Turn every line of the records below into a numbered list, and skip any blank lines.

---------- TASK DATA

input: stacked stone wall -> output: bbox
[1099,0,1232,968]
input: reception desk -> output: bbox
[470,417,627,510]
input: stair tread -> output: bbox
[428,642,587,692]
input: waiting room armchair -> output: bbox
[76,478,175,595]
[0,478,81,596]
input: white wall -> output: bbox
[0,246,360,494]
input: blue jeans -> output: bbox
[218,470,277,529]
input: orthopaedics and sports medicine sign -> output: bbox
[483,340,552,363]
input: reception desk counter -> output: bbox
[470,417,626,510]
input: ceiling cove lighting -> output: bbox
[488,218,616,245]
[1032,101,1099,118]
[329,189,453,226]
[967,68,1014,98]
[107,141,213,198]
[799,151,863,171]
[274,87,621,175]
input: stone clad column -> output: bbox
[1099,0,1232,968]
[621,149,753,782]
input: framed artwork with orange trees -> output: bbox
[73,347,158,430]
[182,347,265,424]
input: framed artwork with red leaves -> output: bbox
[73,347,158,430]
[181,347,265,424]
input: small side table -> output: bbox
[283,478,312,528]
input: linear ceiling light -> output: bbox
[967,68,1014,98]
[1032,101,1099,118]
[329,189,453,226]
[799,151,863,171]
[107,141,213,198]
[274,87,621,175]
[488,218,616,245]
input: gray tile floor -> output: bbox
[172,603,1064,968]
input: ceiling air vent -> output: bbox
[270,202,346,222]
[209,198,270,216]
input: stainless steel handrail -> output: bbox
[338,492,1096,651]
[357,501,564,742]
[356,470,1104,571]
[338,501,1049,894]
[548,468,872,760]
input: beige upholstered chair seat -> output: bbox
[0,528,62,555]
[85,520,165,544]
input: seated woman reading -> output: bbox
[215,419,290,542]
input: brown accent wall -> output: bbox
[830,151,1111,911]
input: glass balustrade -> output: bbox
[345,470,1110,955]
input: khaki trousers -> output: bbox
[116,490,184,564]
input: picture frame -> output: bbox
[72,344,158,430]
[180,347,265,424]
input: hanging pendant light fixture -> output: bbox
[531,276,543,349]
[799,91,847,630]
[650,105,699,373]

--------------------

▶ **CORRECT RESULT**:
1. input: stacked stone wall -> output: bbox
2. [1099,0,1232,968]
3. input: reception desk -> output: bbox
4. [470,417,627,510]
5. input: stair tread -> output: bbox
6. [428,642,587,692]
7. input: waiting room armchair -> output: bbox
8. [76,478,175,595]
9. [0,478,81,596]
10. input: white wall -> output: bbox
11. [0,246,360,494]
12. input: blue jeans -> output: bbox
13. [218,470,277,529]
14. input: orthopaedics and sports medicine sign -> output: bbox
15. [483,340,552,363]
16. input: reception desk counter -> output: bbox
17. [470,417,626,510]
18. input: ceiling cove lighting -> output: bbox
19. [488,218,616,245]
20. [1032,101,1099,118]
21. [329,189,453,226]
22. [967,68,1014,98]
23. [107,141,213,198]
24. [799,151,863,171]
25. [274,87,621,175]
26. input: stone clad column -> output: bbox
27. [1099,0,1232,968]
28. [621,149,753,782]
29. input: framed artwork with orange trees -> output: bbox
30. [73,347,158,430]
31. [182,347,265,424]
32. input: framed artwork with red leaves -> output: bbox
33. [73,347,158,430]
34. [181,347,265,424]
35. input: small side table -> output: bbox
36. [283,478,312,528]
37. input: linear ceiling light -> output: bbox
38. [967,68,1014,98]
39. [1032,101,1099,118]
40. [329,189,453,226]
41. [799,151,863,171]
42. [107,141,213,198]
43. [274,87,621,175]
44. [488,218,616,245]
45. input: gray tile floor -> output: bbox
46. [172,603,1064,968]
47. input: ceiling air vent -> output: bbox
48. [270,202,346,222]
49. [209,198,270,216]
50. input: stainless steel handrail -> output: bbox
51. [338,492,1096,651]
52. [357,501,564,742]
53. [356,470,1104,571]
54. [338,501,1049,894]
55. [548,468,872,760]
56. input: beige upholstered chair seat -> output: bbox
57. [0,528,62,555]
58. [85,520,165,544]
59. input: seated woman reading -> output: bbox
60. [215,419,290,542]
61. input: brown accent wall -> output: bbox
62. [830,151,1111,911]
63. input: glass balustrade -> output: bbox
64. [345,470,1110,955]
65. input: khaki trousers -> output: bbox
66. [116,490,184,564]
67. input: picture frame -> output: bbox
68. [72,344,158,430]
69. [180,347,265,424]
70. input: hanging pendant light fixture -> output: bbox
71. [531,276,543,349]
72. [799,91,847,630]
73. [650,105,699,373]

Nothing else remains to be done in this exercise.